/---

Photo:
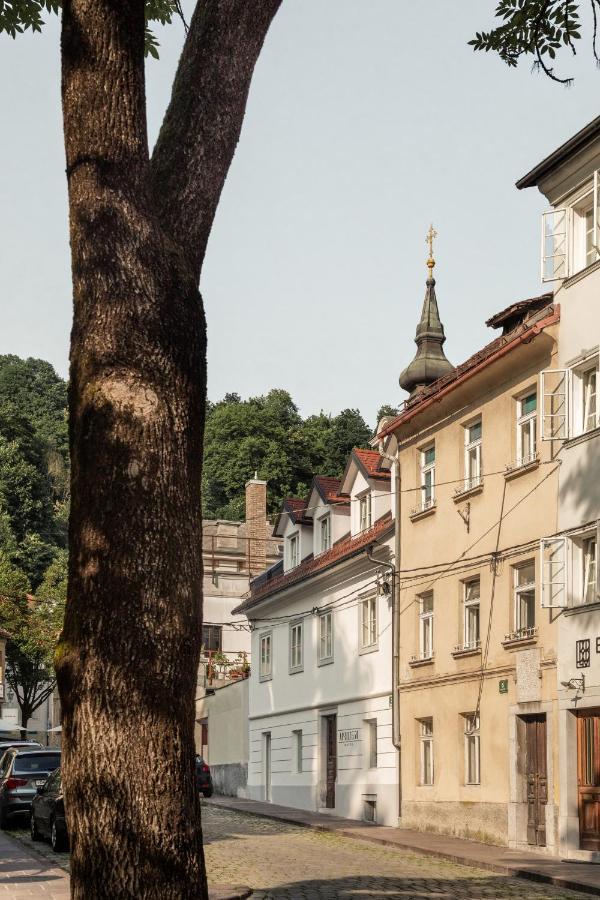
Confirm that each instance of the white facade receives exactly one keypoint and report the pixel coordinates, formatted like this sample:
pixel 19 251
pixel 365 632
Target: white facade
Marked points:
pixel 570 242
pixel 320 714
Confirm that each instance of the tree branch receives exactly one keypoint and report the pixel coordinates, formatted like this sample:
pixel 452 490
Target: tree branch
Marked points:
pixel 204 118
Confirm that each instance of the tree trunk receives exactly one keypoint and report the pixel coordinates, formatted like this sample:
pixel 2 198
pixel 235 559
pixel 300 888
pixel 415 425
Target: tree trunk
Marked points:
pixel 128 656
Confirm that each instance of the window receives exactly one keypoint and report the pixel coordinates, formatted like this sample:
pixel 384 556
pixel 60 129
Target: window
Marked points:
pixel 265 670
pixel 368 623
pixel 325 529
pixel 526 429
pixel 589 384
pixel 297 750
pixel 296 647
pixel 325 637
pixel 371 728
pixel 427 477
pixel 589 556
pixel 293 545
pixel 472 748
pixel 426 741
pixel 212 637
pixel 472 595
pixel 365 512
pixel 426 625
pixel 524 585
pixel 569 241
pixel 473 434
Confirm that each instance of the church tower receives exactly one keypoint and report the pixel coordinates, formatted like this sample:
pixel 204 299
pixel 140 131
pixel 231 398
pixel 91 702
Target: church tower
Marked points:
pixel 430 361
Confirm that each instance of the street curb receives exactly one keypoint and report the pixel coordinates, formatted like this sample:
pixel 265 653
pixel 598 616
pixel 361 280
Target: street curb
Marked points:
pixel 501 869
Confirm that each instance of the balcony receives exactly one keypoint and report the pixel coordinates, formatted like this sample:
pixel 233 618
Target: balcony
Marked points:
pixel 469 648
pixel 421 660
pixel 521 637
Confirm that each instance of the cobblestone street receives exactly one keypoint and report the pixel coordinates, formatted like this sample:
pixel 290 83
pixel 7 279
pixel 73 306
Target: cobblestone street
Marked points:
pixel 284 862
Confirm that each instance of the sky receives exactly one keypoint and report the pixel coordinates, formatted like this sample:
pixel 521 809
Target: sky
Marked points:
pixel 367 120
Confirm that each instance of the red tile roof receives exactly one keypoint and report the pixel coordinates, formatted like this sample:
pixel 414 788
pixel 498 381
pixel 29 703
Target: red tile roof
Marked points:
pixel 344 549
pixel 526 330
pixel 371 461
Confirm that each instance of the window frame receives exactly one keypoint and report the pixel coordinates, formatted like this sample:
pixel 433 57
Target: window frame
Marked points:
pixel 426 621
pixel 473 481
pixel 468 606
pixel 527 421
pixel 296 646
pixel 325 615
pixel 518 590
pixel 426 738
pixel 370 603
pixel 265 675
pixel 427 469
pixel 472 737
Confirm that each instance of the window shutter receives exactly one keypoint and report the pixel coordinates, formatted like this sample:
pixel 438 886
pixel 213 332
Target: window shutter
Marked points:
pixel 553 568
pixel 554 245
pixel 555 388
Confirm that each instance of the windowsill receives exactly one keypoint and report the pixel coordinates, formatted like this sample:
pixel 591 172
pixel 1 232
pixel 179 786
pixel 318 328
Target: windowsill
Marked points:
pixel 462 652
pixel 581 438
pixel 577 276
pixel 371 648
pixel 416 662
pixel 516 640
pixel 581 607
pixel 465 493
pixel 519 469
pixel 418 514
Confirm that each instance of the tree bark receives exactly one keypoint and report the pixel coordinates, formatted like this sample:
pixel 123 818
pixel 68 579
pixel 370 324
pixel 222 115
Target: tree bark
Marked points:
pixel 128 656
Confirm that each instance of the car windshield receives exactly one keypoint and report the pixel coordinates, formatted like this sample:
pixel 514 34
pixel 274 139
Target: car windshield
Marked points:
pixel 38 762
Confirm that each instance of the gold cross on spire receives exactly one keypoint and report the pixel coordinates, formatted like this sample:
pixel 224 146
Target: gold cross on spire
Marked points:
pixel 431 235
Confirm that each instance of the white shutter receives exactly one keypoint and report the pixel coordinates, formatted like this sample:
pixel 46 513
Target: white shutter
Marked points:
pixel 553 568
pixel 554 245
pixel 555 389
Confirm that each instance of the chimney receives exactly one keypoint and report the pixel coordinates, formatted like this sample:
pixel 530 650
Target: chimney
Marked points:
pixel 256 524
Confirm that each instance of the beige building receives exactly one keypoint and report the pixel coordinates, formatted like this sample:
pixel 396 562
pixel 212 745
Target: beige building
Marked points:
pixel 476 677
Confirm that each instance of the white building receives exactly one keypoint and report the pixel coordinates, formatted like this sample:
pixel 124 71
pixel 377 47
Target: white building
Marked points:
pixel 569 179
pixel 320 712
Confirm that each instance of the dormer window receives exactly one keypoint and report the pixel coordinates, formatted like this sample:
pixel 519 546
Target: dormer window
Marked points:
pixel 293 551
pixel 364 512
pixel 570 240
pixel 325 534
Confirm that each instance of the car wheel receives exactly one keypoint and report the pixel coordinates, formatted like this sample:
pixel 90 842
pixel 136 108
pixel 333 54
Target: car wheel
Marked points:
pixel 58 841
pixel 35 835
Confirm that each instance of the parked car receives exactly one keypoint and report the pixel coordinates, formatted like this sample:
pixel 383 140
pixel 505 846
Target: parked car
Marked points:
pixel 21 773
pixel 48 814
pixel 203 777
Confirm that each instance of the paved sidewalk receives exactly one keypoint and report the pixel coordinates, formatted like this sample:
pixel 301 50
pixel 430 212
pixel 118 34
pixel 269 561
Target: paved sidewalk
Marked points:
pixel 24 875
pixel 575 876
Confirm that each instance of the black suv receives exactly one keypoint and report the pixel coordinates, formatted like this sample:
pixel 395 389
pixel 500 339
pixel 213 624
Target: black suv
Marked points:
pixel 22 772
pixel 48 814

\---

__Your task__. Retype the lines of the records above without any changes, starting at the line that contains "Confirm that each instance of the balcony" and ending at the line that contains "pixel 367 120", with both of those lines included.

__Full solution__.
Confirm that each instance of the balcony receives exactly one keypoint and report the pixel coordinates, formatted like this sample:
pixel 233 618
Target: balcony
Marked points:
pixel 469 648
pixel 421 660
pixel 521 637
Confirm that each instance of the cobblestone street receives exactly one keypoint and report the pixel coordinates, formatted like this sample:
pixel 290 83
pixel 7 279
pixel 73 306
Target: cobblestone street
Marked points:
pixel 284 862
Confirm that each instance of the sky receives exactly one keypoint and report the pixel coordinates, formatted like this sample:
pixel 521 809
Target: sky
Marked points:
pixel 367 120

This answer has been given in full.